Records from a data collection:
####################

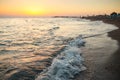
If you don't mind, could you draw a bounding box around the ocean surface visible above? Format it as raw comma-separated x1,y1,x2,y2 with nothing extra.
0,18,117,80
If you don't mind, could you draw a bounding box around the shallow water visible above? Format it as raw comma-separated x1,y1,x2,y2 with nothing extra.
0,18,117,80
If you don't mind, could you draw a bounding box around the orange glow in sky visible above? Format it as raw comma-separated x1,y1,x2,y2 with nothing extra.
0,0,120,16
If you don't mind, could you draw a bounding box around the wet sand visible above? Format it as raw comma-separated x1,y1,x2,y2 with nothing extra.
74,18,120,80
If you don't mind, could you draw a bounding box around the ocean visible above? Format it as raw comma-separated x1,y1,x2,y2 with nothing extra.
0,18,118,80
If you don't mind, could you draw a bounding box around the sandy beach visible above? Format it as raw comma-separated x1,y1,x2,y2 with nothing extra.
75,17,120,80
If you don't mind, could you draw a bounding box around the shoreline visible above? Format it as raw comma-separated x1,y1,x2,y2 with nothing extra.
74,17,120,80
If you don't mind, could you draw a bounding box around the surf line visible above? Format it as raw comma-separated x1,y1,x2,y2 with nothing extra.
35,36,86,80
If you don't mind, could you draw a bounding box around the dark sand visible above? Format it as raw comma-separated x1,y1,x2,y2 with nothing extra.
74,18,120,80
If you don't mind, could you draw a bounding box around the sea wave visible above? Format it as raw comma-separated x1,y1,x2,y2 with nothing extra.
35,36,86,80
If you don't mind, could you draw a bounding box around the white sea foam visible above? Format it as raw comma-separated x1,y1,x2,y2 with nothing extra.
35,37,86,80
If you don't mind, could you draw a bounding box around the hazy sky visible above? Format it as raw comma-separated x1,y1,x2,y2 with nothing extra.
0,0,120,16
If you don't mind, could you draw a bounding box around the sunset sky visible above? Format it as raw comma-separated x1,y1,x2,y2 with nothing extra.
0,0,120,16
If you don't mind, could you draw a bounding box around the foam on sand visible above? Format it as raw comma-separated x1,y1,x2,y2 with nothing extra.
35,36,86,80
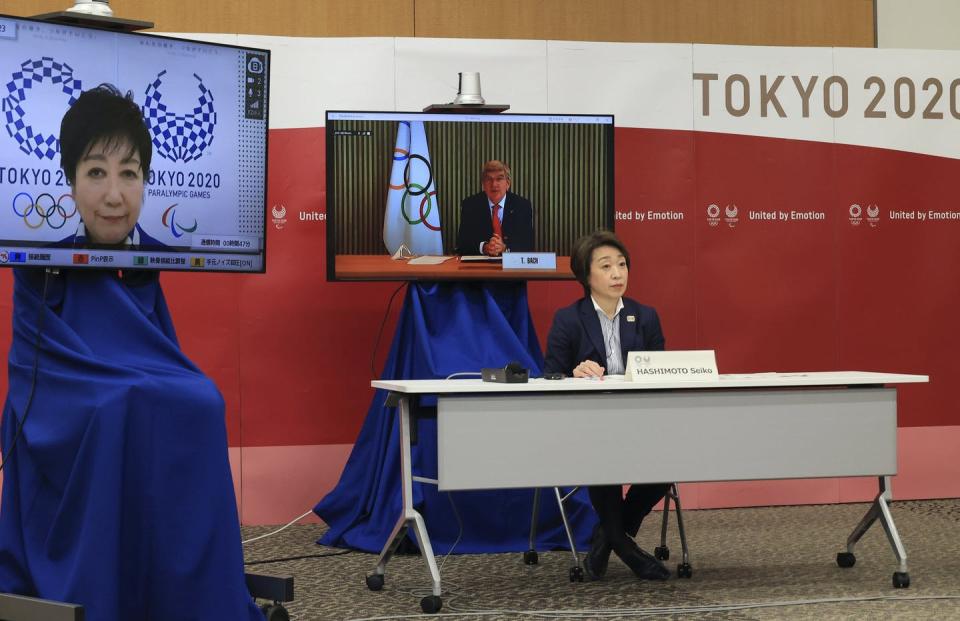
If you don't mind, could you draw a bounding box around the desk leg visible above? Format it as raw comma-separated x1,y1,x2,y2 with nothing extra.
367,397,442,613
837,476,910,589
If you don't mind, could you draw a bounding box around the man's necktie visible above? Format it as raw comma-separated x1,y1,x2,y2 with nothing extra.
493,203,503,239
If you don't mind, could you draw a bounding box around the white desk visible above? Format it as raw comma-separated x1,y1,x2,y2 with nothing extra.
367,371,928,612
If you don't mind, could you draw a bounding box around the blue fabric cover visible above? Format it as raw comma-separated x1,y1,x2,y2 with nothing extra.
314,283,596,554
0,270,263,621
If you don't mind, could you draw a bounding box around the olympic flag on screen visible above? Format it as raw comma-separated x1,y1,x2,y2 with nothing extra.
383,121,443,255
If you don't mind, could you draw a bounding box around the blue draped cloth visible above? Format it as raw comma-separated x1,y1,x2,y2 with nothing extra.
0,270,263,621
314,283,596,554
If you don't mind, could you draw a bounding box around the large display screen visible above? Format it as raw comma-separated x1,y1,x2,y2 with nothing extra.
0,16,270,272
326,111,614,280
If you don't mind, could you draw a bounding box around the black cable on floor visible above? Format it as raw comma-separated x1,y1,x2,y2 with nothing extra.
370,283,407,380
244,550,353,566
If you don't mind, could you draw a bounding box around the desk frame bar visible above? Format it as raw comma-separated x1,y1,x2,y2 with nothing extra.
847,476,907,573
373,393,442,597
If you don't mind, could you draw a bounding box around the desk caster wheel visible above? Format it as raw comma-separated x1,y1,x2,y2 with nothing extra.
837,552,857,567
420,595,443,615
260,603,290,621
367,574,383,591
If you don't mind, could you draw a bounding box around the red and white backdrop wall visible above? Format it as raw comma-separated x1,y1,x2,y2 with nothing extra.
0,35,960,524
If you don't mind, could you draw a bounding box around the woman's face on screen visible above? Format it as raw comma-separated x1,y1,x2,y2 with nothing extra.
73,142,143,244
587,246,630,301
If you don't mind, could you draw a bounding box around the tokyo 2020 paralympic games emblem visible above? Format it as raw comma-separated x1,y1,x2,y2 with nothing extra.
143,69,217,162
160,203,197,237
0,56,82,160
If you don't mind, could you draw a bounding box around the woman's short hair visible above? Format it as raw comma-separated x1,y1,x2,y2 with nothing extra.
60,84,153,185
480,160,513,183
570,230,630,296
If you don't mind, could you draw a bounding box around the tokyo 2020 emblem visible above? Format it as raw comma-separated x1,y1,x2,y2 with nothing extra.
143,69,217,162
0,56,82,160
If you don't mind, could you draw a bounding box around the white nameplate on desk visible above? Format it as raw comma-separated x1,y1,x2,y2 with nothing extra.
503,252,557,270
623,349,720,384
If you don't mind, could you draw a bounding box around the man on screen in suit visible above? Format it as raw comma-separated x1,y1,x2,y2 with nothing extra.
457,160,533,257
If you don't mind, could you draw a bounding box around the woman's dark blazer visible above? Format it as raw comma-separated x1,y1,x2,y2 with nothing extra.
543,297,664,376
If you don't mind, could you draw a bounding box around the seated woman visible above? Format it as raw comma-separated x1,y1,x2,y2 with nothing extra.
544,231,670,580
0,85,263,621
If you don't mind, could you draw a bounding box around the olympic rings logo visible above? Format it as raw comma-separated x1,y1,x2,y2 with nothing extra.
388,121,440,231
13,192,77,229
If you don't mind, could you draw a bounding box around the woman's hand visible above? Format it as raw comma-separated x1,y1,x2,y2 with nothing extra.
573,360,603,378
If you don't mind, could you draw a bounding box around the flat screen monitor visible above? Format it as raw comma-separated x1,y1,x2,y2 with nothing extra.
326,111,614,280
0,16,270,272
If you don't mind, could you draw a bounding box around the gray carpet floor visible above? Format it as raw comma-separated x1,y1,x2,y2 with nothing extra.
243,499,960,621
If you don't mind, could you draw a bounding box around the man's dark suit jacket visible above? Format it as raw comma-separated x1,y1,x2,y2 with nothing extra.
457,192,533,255
543,297,664,376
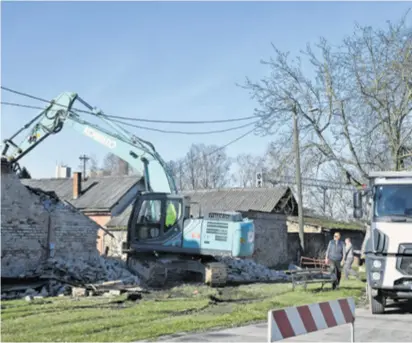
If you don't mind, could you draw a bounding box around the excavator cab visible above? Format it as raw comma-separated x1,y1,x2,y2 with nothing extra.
127,192,190,250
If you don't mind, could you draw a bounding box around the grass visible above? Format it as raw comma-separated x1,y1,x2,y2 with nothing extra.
1,281,364,342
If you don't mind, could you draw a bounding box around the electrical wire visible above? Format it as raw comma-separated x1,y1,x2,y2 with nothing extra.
179,128,255,168
111,119,258,135
0,101,258,135
0,86,256,124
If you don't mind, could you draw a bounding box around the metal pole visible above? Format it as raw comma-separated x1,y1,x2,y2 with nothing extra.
292,105,305,254
350,321,355,343
323,187,327,216
79,154,90,180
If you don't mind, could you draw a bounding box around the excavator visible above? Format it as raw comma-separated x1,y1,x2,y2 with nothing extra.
2,92,255,287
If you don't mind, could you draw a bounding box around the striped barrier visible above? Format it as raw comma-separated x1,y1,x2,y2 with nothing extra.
268,298,355,342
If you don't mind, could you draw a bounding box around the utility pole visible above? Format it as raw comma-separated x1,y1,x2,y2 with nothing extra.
292,105,305,254
79,154,90,181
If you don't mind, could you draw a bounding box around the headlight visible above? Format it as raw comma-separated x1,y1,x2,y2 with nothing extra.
372,260,382,269
372,272,381,281
150,228,160,238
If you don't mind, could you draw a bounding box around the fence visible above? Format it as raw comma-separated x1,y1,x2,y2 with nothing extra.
268,298,355,342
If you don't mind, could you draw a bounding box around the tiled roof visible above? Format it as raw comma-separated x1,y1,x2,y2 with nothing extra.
21,176,143,211
106,204,133,229
183,186,290,214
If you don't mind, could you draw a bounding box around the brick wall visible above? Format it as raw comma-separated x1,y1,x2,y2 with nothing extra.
103,230,127,259
243,212,289,267
1,165,98,277
85,213,112,254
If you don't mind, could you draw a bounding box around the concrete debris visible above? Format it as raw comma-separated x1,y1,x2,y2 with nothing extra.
1,256,140,301
37,256,140,286
220,257,290,283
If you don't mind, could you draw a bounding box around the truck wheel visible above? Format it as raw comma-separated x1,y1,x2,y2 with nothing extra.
369,287,386,314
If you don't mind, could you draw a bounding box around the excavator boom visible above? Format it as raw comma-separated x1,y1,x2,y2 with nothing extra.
2,92,177,194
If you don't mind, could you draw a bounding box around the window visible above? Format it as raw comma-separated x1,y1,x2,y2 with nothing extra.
374,184,412,217
137,200,162,224
165,199,183,229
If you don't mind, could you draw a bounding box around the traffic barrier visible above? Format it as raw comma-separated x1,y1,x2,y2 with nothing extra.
268,298,355,342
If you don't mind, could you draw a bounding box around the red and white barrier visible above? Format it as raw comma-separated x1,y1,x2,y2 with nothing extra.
268,298,355,342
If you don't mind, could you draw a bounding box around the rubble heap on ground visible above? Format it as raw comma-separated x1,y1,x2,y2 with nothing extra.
1,161,139,298
220,257,289,282
1,256,140,299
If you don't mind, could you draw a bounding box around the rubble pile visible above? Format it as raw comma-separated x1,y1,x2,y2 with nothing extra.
1,256,140,299
220,257,289,282
41,256,139,286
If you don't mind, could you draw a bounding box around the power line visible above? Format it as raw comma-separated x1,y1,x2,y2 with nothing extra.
1,101,258,135
1,86,256,124
171,128,255,168
108,119,258,135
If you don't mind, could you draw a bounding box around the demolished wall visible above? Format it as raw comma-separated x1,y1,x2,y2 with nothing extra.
242,212,290,268
1,163,99,277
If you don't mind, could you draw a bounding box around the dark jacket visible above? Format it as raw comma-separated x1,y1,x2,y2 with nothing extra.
326,239,345,261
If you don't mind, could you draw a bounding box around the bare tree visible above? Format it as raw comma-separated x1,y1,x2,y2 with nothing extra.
167,158,187,191
234,154,265,187
168,144,232,190
243,9,412,184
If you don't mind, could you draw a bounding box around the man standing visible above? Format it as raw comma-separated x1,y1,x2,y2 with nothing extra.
343,237,359,280
325,232,345,289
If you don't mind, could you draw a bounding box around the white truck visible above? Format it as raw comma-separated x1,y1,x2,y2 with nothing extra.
353,172,412,314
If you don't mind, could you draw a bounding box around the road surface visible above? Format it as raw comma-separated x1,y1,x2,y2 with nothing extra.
155,304,412,342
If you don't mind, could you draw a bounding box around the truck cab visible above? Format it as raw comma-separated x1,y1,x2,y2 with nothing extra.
354,172,412,314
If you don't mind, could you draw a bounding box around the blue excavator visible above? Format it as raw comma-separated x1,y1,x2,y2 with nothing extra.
2,92,255,287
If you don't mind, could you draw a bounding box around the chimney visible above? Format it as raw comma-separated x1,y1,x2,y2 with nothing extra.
73,172,82,199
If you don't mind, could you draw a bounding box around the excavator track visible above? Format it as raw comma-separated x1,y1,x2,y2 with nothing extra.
127,255,228,288
205,262,228,287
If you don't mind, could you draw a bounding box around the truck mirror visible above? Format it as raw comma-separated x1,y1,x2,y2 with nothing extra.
353,192,362,210
353,207,363,219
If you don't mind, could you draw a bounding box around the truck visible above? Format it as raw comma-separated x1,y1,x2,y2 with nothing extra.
353,171,412,314
2,92,255,287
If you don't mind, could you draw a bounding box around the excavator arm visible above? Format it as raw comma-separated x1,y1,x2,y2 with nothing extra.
2,92,177,194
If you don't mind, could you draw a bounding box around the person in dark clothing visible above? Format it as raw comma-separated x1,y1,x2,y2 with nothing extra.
343,237,360,280
325,232,345,289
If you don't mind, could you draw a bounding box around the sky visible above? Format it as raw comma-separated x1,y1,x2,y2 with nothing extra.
1,1,411,178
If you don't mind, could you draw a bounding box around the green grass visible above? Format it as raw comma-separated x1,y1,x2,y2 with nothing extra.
1,281,364,342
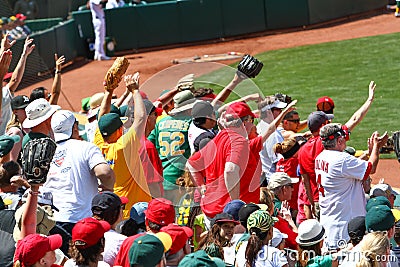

####################

Task statement:
Return, unchanged, the lines from the one containing "around the demolished" through the one containing "326,239,345,261", with both of those lines included.

The result:
If you don't mind, could you draw a bounding box around the demolished wall visible above? Format it as raw comma-separated x1,y1,x2,y2 with nothing extra.
242,212,290,268
1,163,99,277
If you don't mind, could you draw a bounding box around the dark jacket visible above? Format it as raw comma-separated x1,y1,x2,y2 with nothing extra.
326,239,345,261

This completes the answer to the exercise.